Start of Task input

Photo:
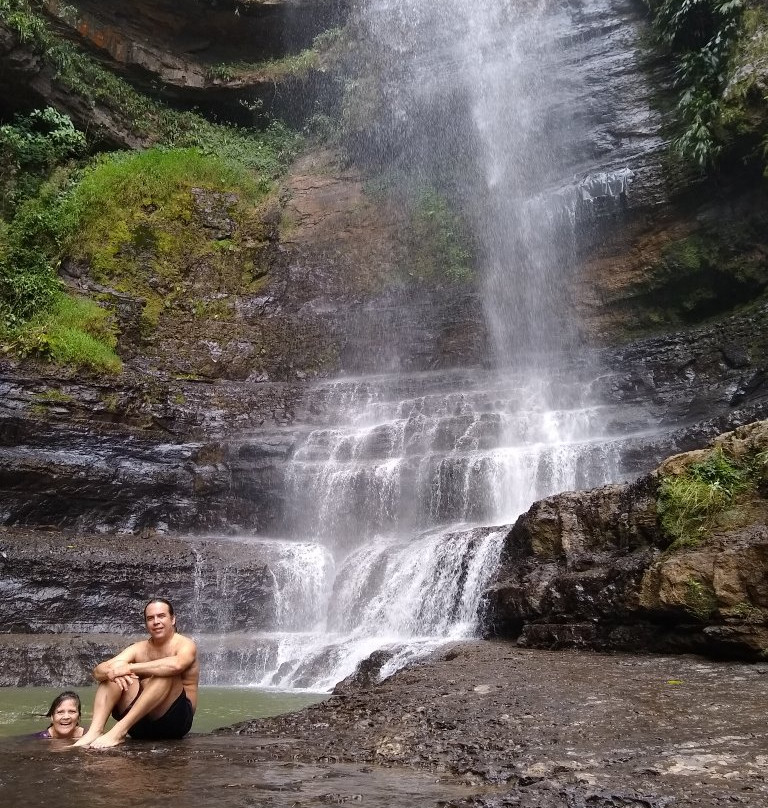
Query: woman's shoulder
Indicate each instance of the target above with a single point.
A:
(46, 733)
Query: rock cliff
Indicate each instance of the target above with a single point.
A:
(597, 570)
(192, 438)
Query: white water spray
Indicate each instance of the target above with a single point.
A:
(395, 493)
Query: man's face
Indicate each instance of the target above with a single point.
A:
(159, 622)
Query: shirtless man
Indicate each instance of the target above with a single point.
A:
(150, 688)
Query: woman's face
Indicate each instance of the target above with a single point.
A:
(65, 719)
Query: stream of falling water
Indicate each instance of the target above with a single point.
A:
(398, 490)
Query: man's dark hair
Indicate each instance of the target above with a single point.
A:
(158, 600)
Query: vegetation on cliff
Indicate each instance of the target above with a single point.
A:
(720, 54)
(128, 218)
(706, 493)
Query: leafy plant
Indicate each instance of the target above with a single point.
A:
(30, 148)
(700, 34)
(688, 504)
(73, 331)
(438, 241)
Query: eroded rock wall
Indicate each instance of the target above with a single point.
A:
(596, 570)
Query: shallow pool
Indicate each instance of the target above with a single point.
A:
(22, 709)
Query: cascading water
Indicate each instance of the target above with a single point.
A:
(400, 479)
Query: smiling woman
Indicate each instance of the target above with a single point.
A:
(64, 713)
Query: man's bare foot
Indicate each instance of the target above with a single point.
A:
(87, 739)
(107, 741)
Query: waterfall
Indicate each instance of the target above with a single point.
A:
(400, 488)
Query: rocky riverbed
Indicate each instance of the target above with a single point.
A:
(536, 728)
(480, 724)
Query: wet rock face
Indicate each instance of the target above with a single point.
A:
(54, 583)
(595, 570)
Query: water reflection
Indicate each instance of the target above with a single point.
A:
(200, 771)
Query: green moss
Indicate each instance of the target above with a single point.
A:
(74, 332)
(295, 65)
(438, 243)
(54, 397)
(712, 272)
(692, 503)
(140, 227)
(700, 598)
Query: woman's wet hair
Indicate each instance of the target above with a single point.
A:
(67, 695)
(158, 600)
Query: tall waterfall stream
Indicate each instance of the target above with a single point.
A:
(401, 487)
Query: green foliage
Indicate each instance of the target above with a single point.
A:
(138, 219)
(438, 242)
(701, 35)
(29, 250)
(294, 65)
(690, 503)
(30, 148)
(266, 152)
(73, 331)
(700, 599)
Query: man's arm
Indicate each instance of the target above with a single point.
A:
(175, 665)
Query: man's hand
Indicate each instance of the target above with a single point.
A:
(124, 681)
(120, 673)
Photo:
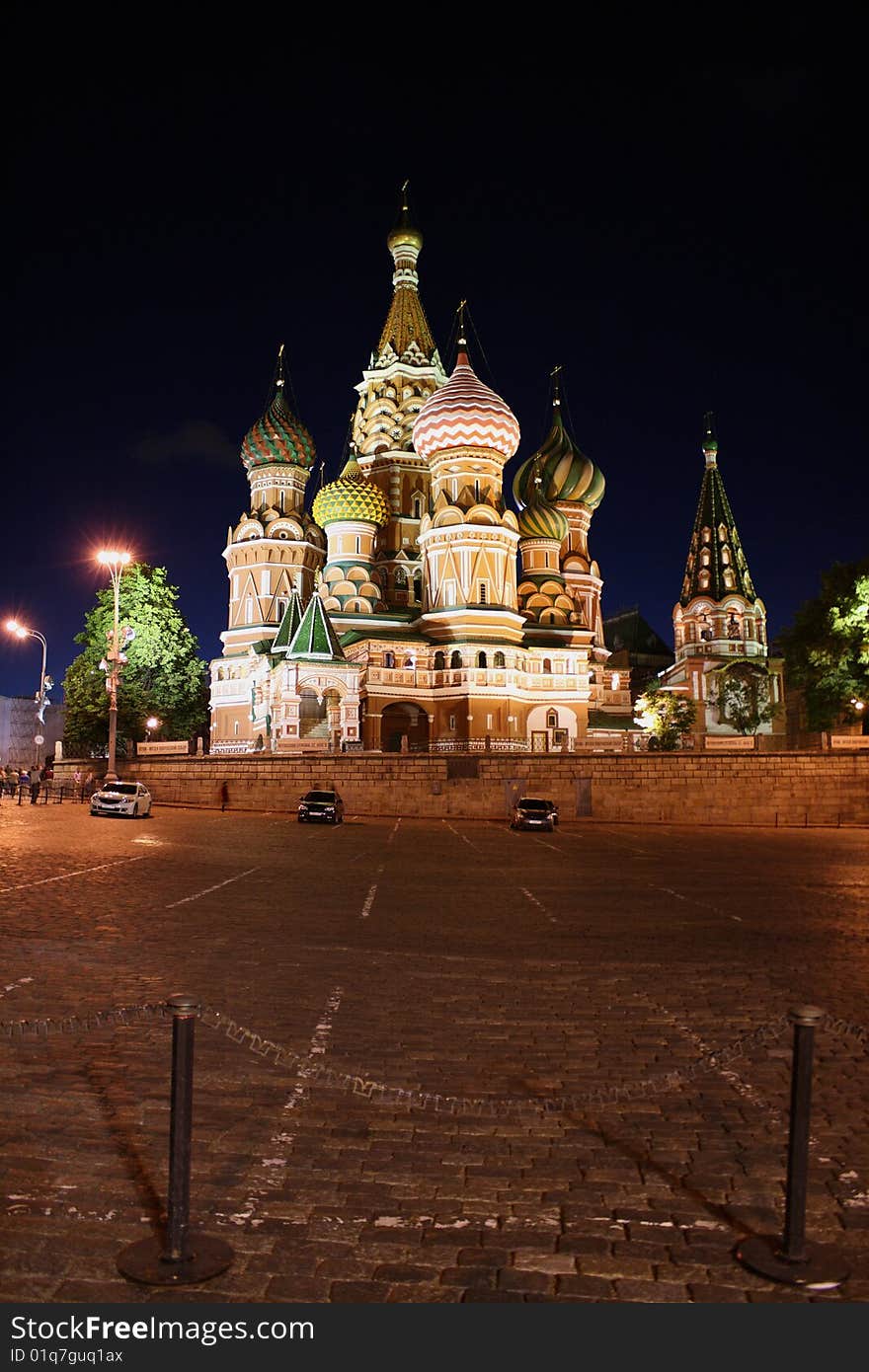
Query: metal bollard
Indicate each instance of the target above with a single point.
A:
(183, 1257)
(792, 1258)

End of Task input

## Set task
Update the records above by changing every "Query" to "Label" and leaving everything else unchanged. Leave the pictures out of your answer.

## Result for this task
Photo:
Label: woman's shoulder
Indicate each instance of the target above with a single point.
A:
(46, 733)
Label: rock cliff
Indicate each instance of the target above with a single point.
A:
(597, 570)
(192, 438)
Label: white water spray
Indicate each instance of the target above with a single point.
A:
(395, 493)
Label: man's face
Indicate each instance of the target above with a single point.
A:
(159, 622)
Label: shirtless man
Indicate each instance of the target above with a single point.
A:
(150, 688)
Label: woman's face
Indicate each instance of the target above with a single point.
A:
(65, 719)
Label: stream of falling water
Indicate each instance of the target above with a single point.
A:
(398, 490)
Label: man's dark hair
Indicate each instance of the target above with a single point.
A:
(158, 600)
Label: vegetation on cliff
Indicate each instance of the target above with a single point.
A:
(720, 54)
(128, 218)
(706, 493)
Label: leafy plant
Indicate each instance of the target above with a single point.
A:
(30, 148)
(700, 34)
(688, 504)
(73, 331)
(438, 241)
Label: eroded rock wall
Indicate each instance of the target above with a single point.
A:
(596, 570)
Label: shallow pool
Indicate each instance of the target above with a single point.
A:
(22, 709)
Label: cascading water
Indicate each instance of the target above with a single point.
A:
(400, 479)
Label: smiling woman
Indicate each instance of the target above with a single point.
A:
(64, 713)
Label: man's bare foot
Indicate each instance of the target above with a single point.
A:
(87, 739)
(107, 741)
Label: waterfall
Indicate each instance of the target above with a single point.
A:
(400, 488)
Label: rocky riverbed
Indicate each instance of the target above with a single point.
A:
(536, 728)
(480, 724)
Label: wet rock face
Indicate each instance of the target above with a single point.
A:
(54, 583)
(595, 570)
Label: water reflection
Indicate each instance of the target above with a single point.
A:
(200, 771)
Label: green moss
Indicate each instance of the target above with a single point.
A:
(74, 332)
(295, 65)
(438, 243)
(54, 397)
(712, 272)
(692, 503)
(140, 227)
(700, 598)
Label: woman's wet hair
Indicate each instance of the target above with a single point.
A:
(67, 695)
(158, 600)
Label: tall waterfall stream
Indicate each instance of the target above with a single point.
A:
(401, 487)
Label: green foliage
Indicate each instance of the target above with a single point.
A:
(138, 219)
(438, 242)
(701, 35)
(29, 250)
(294, 65)
(690, 503)
(30, 148)
(266, 152)
(73, 331)
(700, 599)
Label: man's arm
Indicate each instance of the target above with a single point.
A:
(175, 665)
Label: man's hand
Indicate each instance of the target above with a single point.
A:
(124, 681)
(120, 673)
Photo:
Label: metal bollard
Indicate each instance of the target above with a single point.
A:
(183, 1257)
(792, 1258)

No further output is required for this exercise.